▶ _Work to be completed_
Rewrite all the entries below, replacing every "Target" with "Object" and keeping everything else unchanged. Omit the pictures from your answer.

▶ _Data for the task_

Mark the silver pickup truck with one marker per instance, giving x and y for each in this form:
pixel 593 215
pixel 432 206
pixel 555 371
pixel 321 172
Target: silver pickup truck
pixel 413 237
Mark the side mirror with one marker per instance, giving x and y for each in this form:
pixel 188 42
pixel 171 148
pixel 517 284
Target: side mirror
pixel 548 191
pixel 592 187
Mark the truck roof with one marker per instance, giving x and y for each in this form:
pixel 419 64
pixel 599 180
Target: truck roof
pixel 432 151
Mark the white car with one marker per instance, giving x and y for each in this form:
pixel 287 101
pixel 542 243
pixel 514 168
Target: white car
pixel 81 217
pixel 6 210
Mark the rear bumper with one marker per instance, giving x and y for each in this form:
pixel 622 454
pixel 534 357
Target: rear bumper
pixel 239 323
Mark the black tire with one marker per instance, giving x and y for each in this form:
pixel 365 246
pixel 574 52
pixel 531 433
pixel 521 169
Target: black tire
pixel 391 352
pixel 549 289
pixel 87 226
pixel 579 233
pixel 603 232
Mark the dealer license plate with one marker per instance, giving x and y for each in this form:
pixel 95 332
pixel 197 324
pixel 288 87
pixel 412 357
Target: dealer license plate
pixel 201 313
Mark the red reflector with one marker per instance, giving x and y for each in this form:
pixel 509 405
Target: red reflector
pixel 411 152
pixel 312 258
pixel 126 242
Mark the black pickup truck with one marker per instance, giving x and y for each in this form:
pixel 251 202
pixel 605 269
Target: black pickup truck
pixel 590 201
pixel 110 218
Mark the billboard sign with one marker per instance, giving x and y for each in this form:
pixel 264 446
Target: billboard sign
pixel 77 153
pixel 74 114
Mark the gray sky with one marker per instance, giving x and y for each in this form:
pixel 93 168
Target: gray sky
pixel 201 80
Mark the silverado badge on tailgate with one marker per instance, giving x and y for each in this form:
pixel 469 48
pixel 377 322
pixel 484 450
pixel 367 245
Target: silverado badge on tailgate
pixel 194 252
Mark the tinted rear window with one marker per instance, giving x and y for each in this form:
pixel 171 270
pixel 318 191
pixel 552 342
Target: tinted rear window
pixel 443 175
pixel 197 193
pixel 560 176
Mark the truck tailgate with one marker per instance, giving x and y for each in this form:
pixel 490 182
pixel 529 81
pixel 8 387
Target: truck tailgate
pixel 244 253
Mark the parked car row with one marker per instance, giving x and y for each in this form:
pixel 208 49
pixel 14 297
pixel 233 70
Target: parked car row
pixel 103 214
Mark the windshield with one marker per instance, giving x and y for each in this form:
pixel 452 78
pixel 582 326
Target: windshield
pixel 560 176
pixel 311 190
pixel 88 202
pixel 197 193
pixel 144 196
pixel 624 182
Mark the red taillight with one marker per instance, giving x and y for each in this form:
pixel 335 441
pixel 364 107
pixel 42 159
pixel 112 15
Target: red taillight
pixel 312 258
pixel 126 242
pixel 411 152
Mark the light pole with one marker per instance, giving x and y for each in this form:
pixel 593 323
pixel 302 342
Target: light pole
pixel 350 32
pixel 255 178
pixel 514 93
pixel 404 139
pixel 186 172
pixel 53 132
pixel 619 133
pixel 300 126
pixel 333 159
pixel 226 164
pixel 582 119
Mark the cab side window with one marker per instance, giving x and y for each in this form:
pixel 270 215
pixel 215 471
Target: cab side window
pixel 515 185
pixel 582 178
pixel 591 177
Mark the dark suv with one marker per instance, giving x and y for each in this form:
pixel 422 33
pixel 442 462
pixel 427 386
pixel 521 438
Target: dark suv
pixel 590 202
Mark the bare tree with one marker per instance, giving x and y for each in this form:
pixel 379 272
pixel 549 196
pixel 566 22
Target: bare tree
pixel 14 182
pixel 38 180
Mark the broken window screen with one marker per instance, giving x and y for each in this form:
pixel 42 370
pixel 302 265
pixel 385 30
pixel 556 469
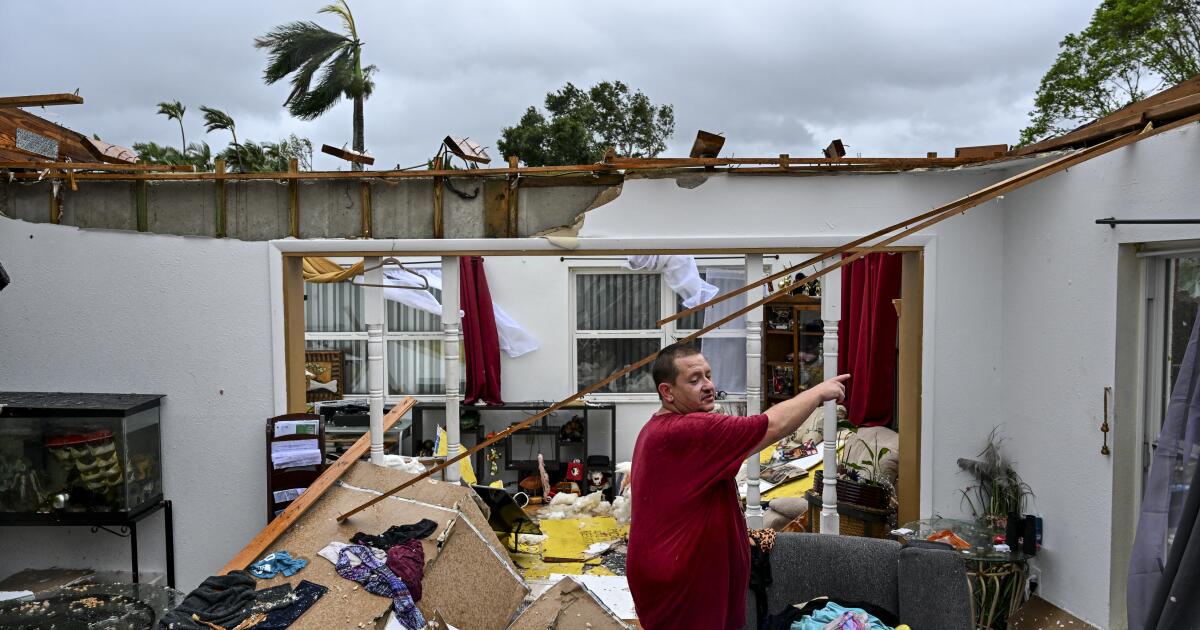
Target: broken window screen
pixel 617 301
pixel 599 358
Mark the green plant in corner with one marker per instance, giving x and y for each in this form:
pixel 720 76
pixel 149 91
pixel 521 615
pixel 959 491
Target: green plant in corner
pixel 997 490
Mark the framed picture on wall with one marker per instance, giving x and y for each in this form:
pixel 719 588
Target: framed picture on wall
pixel 324 376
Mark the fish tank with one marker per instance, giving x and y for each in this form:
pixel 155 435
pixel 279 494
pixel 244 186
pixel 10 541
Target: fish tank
pixel 73 456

▶ _Solution to this task_
Mark the silver pickup truck with one marker per instance, giving x and y for each in this form:
pixel 593 215
pixel 432 206
pixel 555 371
pixel 321 172
Object: silver pickup truck
pixel 413 237
Mark the side mirror with one marker per instance, giving x and y for each in this form:
pixel 188 42
pixel 171 148
pixel 517 284
Object: side mirror
pixel 548 191
pixel 592 187
Mark the truck roof with one marker per instance, giving x and y for each in this form:
pixel 419 64
pixel 599 180
Object: truck roof
pixel 432 151
Mark the white car with one marker per instance, giving x and y for each in this form:
pixel 287 101
pixel 542 243
pixel 514 168
Object: white car
pixel 81 217
pixel 6 210
Mark the rear bumper with one marker per instance, giving x and y for each in this form:
pixel 622 454
pixel 534 357
Object: rear bumper
pixel 239 323
Mark the black tire with one marker per instance, giving x and y for each in this form:
pixel 365 246
pixel 574 52
pixel 531 433
pixel 521 169
Object: black tire
pixel 391 352
pixel 549 289
pixel 87 226
pixel 579 233
pixel 603 232
Mark the dealer license plate with one marker per instance, giving x and y for each in this form:
pixel 95 332
pixel 197 324
pixel 288 87
pixel 412 357
Object: dealer license plate
pixel 201 313
Mark the red reflector with one marker per instance, giving x and y for each in this form:
pixel 509 405
Object: red reflector
pixel 411 152
pixel 312 258
pixel 126 242
Mark the black pickup truck with one marker per instance, giving x and y for each in this form:
pixel 251 202
pixel 605 269
Object: black pickup truck
pixel 590 201
pixel 110 218
Mark the billboard sign with one marker per instance, giving x and y for each in this form:
pixel 264 446
Object: billboard sign
pixel 77 153
pixel 74 114
Mark the gray sky with one marker per instance, giving x and y for each in this form:
pixel 93 168
Object: gray sky
pixel 201 80
Mark the silverado badge on tailgate with one marker per instance, giving x and y for each in this form:
pixel 469 48
pixel 377 322
pixel 484 450
pixel 367 245
Object: silverado badge on tailgate
pixel 194 252
Mark the tinted rear window with one marker per instance, giving x and y for each in this form:
pixel 171 270
pixel 318 191
pixel 552 342
Object: tinted rear window
pixel 443 175
pixel 197 193
pixel 560 176
Mark the truck tailgate with one marker per instance, giving x and y for each in this form:
pixel 490 182
pixel 529 81
pixel 8 387
Object: truck tailgate
pixel 244 253
Mark the parked car row with one marker per instance, giving x and y for each in this form:
pixel 208 49
pixel 14 297
pixel 233 70
Object: parked car row
pixel 103 214
Mark the windshield with one marker per instance, giving x and y for each in this form:
pixel 452 78
pixel 582 326
Object: windshield
pixel 560 176
pixel 311 190
pixel 88 202
pixel 197 193
pixel 144 196
pixel 624 182
Mark the red taillight with one marker per instance, giving x and y for each in this form:
pixel 335 441
pixel 364 107
pixel 42 159
pixel 112 15
Object: red taillight
pixel 312 258
pixel 126 242
pixel 411 152
Mark the light pole with one marker per instance, giving x and y for each in this form:
pixel 593 323
pixel 302 342
Object: light pole
pixel 350 32
pixel 255 178
pixel 514 93
pixel 404 139
pixel 186 172
pixel 53 132
pixel 619 133
pixel 300 126
pixel 333 159
pixel 226 164
pixel 582 119
Mark the cab side window with one marker per instance, giving x and y for each in this form:
pixel 270 215
pixel 215 471
Object: cab side window
pixel 515 185
pixel 582 178
pixel 591 177
Mark the dark suv with one marker per instance, giving x and y for each in this form:
pixel 422 33
pixel 442 462
pixel 427 386
pixel 521 438
Object: dark suv
pixel 590 202
Mark the bare tree with one marker per instance, giving x and y for each in this form:
pixel 379 272
pixel 549 196
pixel 566 22
Object: bare tree
pixel 14 182
pixel 38 180
Mark the broken window screen with one marker per instance, giving x and y for each in this form:
pixel 42 370
pixel 302 265
pixel 385 30
pixel 556 469
Object: broken window screen
pixel 617 301
pixel 599 358
Mark the green plant in corner with one marker per instance, giving x and y for each in this form:
pixel 720 76
pixel 149 91
pixel 521 615
pixel 959 491
Object: green plant in corner
pixel 997 490
Mark the framed picture on wall with one marker per instance, giving x and y for each in this form:
pixel 719 588
Object: framed picture on wall
pixel 324 376
Mark the fish tank with one marker per instance, giving x and y for each in this form:
pixel 155 435
pixel 279 494
pixel 244 186
pixel 10 541
Object: fish tank
pixel 73 456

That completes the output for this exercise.